━━━━━ PROVIDED DATA ━━━━━

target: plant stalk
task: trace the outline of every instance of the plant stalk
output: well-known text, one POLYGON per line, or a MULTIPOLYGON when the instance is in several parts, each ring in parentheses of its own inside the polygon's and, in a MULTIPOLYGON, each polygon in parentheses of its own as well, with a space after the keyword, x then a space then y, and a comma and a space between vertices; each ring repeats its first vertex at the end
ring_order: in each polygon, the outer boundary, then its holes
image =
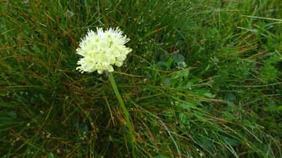
POLYGON ((135 143, 134 143, 134 138, 133 138, 133 131, 132 129, 130 120, 129 119, 129 113, 128 113, 128 111, 127 110, 125 106, 124 105, 123 100, 121 98, 121 95, 119 94, 118 87, 116 86, 116 81, 114 79, 112 72, 109 73, 109 79, 110 79, 111 84, 114 88, 114 91, 116 93, 116 96, 118 98, 118 102, 121 104, 121 108, 123 109, 123 114, 125 117, 126 123, 127 123, 127 125, 128 125, 128 129, 129 129, 129 134, 130 136, 130 144, 131 144, 132 150, 133 150, 133 156, 135 158, 135 157, 136 157, 135 148, 135 143))

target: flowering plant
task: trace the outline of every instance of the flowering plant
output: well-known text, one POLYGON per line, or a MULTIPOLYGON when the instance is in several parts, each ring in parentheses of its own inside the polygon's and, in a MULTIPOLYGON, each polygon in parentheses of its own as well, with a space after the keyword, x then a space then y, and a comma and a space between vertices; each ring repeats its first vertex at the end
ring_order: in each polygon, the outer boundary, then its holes
POLYGON ((124 46, 129 39, 126 36, 123 36, 123 33, 118 28, 110 28, 104 32, 102 28, 97 27, 97 32, 89 30, 86 37, 80 41, 80 47, 76 49, 77 53, 83 56, 78 61, 78 65, 80 66, 76 70, 79 70, 82 73, 92 72, 96 70, 99 74, 103 74, 104 71, 109 72, 109 79, 123 110, 129 129, 133 157, 135 157, 133 131, 130 115, 111 73, 114 72, 113 65, 121 67, 126 58, 126 55, 132 51, 131 48, 124 46))
POLYGON ((132 51, 124 44, 130 39, 121 29, 109 29, 104 32, 102 28, 97 28, 97 32, 89 30, 87 36, 80 43, 77 53, 83 56, 78 61, 80 65, 76 70, 92 72, 97 71, 102 74, 106 70, 114 72, 113 65, 121 67, 126 58, 126 55, 132 51))

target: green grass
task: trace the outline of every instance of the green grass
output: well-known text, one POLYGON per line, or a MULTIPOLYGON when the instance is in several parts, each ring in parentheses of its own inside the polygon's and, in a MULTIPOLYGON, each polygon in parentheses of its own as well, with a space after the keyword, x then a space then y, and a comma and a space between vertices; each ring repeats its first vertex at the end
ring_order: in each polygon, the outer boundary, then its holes
POLYGON ((28 1, 0 1, 1 157, 282 157, 280 0, 28 1), (108 76, 75 71, 97 27, 130 39, 133 133, 108 76))

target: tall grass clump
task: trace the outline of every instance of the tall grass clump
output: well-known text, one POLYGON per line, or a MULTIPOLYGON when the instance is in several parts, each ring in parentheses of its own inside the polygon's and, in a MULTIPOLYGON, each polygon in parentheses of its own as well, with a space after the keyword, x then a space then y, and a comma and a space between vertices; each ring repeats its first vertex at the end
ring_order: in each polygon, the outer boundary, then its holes
POLYGON ((281 8, 0 1, 0 156, 282 157, 281 8), (76 71, 88 30, 117 27, 133 51, 111 80, 76 71))

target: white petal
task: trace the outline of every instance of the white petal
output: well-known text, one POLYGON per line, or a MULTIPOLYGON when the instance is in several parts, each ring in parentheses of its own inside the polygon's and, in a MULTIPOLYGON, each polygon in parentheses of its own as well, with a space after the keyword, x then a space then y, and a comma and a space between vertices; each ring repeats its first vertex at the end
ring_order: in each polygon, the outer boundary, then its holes
POLYGON ((114 72, 114 68, 111 65, 108 66, 107 69, 108 72, 114 72))
POLYGON ((121 65, 123 65, 123 62, 116 61, 116 64, 115 65, 117 67, 121 67, 121 65))
POLYGON ((104 72, 104 70, 98 70, 99 74, 103 74, 103 72, 104 72))

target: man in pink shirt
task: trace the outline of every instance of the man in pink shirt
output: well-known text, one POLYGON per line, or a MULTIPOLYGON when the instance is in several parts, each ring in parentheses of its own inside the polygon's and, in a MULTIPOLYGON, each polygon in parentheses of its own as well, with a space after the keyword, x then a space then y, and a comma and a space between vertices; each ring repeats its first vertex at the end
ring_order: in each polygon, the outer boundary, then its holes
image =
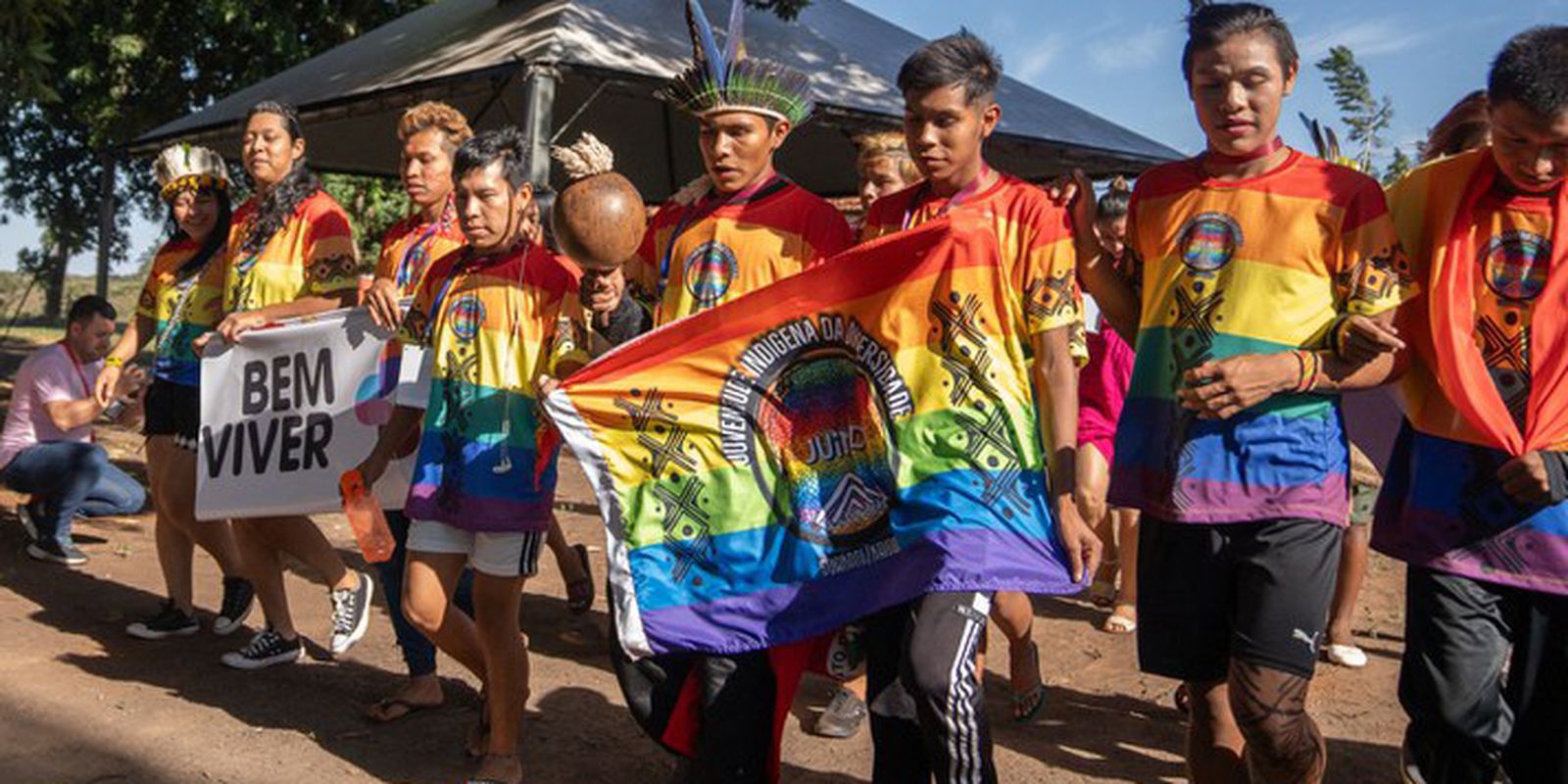
POLYGON ((33 538, 27 554, 41 561, 82 566, 88 557, 71 541, 77 514, 135 514, 147 502, 141 485, 93 442, 96 419, 108 412, 125 420, 140 411, 140 368, 121 375, 107 408, 93 397, 114 317, 114 306, 102 296, 77 299, 66 337, 33 351, 16 372, 0 431, 0 485, 31 495, 17 506, 17 517, 33 538))

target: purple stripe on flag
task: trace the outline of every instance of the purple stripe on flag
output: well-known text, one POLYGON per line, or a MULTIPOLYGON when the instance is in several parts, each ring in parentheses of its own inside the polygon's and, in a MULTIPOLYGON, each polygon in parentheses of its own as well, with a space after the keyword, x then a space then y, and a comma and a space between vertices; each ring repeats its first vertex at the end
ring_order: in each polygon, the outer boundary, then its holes
POLYGON ((1276 488, 1187 478, 1173 492, 1165 472, 1123 467, 1112 478, 1107 502, 1173 522, 1305 517, 1344 527, 1350 524, 1348 480, 1345 474, 1330 474, 1319 483, 1276 488))
POLYGON ((456 508, 436 502, 439 485, 414 485, 408 489, 403 513, 416 521, 439 521, 466 532, 543 532, 550 527, 555 494, 528 502, 464 495, 456 508))
POLYGON ((734 654, 806 640, 933 591, 1068 594, 1051 546, 1021 547, 1011 532, 942 530, 886 561, 800 585, 641 615, 654 652, 734 654))

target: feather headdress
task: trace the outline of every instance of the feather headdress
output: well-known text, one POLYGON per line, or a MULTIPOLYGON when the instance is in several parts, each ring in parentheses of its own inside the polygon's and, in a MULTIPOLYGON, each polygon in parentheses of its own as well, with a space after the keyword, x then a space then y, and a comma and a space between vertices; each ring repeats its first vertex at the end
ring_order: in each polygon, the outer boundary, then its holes
POLYGON ((223 155, 190 144, 171 144, 152 162, 152 174, 158 177, 158 194, 172 201, 187 188, 229 188, 229 168, 223 155))
POLYGON ((754 111, 800 125, 811 116, 811 77, 768 60, 746 56, 745 0, 731 0, 724 49, 698 0, 687 0, 691 66, 660 89, 660 97, 696 116, 754 111))

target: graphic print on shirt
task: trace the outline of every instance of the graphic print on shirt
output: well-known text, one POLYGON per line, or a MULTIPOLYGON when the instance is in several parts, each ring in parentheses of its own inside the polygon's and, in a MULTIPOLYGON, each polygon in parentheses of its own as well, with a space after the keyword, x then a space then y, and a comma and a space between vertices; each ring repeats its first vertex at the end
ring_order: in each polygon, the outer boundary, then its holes
POLYGON ((1527 229, 1497 232, 1482 249, 1480 279, 1486 285, 1475 315, 1475 336, 1513 422, 1524 430, 1530 403, 1530 309, 1546 289, 1552 243, 1527 229))
POLYGON ((685 287, 698 310, 718 304, 735 281, 739 262, 735 251, 721 241, 709 240, 685 257, 685 287))
MULTIPOLYGON (((1225 304, 1221 271, 1240 251, 1245 241, 1242 226, 1236 218, 1220 212, 1204 212, 1189 220, 1179 234, 1178 252, 1187 271, 1176 284, 1174 296, 1174 328, 1181 332, 1171 351, 1174 362, 1173 376, 1181 384, 1181 378, 1192 368, 1214 359, 1214 337, 1217 334, 1215 318, 1220 306, 1225 304)), ((1182 478, 1193 475, 1198 455, 1189 428, 1198 416, 1185 408, 1178 411, 1173 423, 1176 437, 1167 444, 1170 450, 1167 477, 1170 480, 1171 506, 1185 510, 1189 506, 1182 478)))

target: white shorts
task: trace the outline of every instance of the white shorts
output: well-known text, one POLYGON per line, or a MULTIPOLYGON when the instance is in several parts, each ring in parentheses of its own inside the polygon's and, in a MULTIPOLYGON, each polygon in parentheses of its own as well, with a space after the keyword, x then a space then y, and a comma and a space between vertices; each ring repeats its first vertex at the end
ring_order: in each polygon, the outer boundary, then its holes
POLYGON ((437 521, 409 521, 408 550, 467 555, 469 564, 491 577, 539 574, 546 532, 466 532, 437 521))

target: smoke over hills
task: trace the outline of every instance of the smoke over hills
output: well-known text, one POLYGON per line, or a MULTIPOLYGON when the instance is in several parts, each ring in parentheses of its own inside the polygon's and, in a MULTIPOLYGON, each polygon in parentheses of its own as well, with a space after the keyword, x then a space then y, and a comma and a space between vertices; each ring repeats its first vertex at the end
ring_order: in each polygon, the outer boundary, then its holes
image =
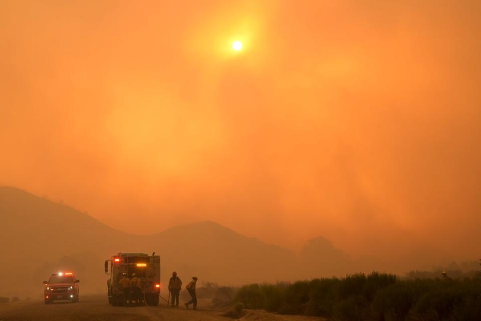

━━━━━

**EXERCISE AIM**
Can you lay out the entries from the line with "target: tall grass clump" to the line with "POLYGON ((104 72, 104" as a two-column CSV headed entry and answer, with one row per entry, each entry's text and its answer in a single quoted field, and line breaks replaced by spaces?

**EXERCISE OUTPUT**
entry,answer
"target: tall grass clump task: trace the outline of every instance of the tall grass clump output: well-known text, one POLYGON per line, or a MULTIPOLYGON when the instance is in several parts, each ring in parentheses of its own inside the polygon's and, in a MULTIPOLYGON, each polygon in parentheses of its own as well, with a space after the keyword, x then a space then y, and a comma and a space between vertices; each ring repeats its first vertex at the end ring_order: in each polygon, the outer boundary, then its holes","POLYGON ((281 8, 0 1, 0 156, 282 157, 281 8), (76 71, 88 30, 117 27, 133 51, 111 80, 76 71))"
"target: white petal task: trace the outline of every instance of the white petal output: well-known text, one POLYGON per line, or a MULTIPOLYGON when the instance is in several parts, each ring in parentheses of its own inside the polygon's and, in a MULTIPOLYGON, each polygon in parentheses of its own as well, with a space after the keyword, x then a space then y, and a comma and a space between vertices; each ring repeats its first vertex at the end ring_order: in each polygon, the outer boundary, then its holes","POLYGON ((114 72, 114 68, 111 65, 108 66, 107 69, 108 72, 114 72)) POLYGON ((121 65, 123 65, 123 62, 116 61, 116 64, 115 65, 117 67, 121 67, 121 65)) POLYGON ((104 72, 104 70, 98 70, 99 74, 103 74, 103 72, 104 72))"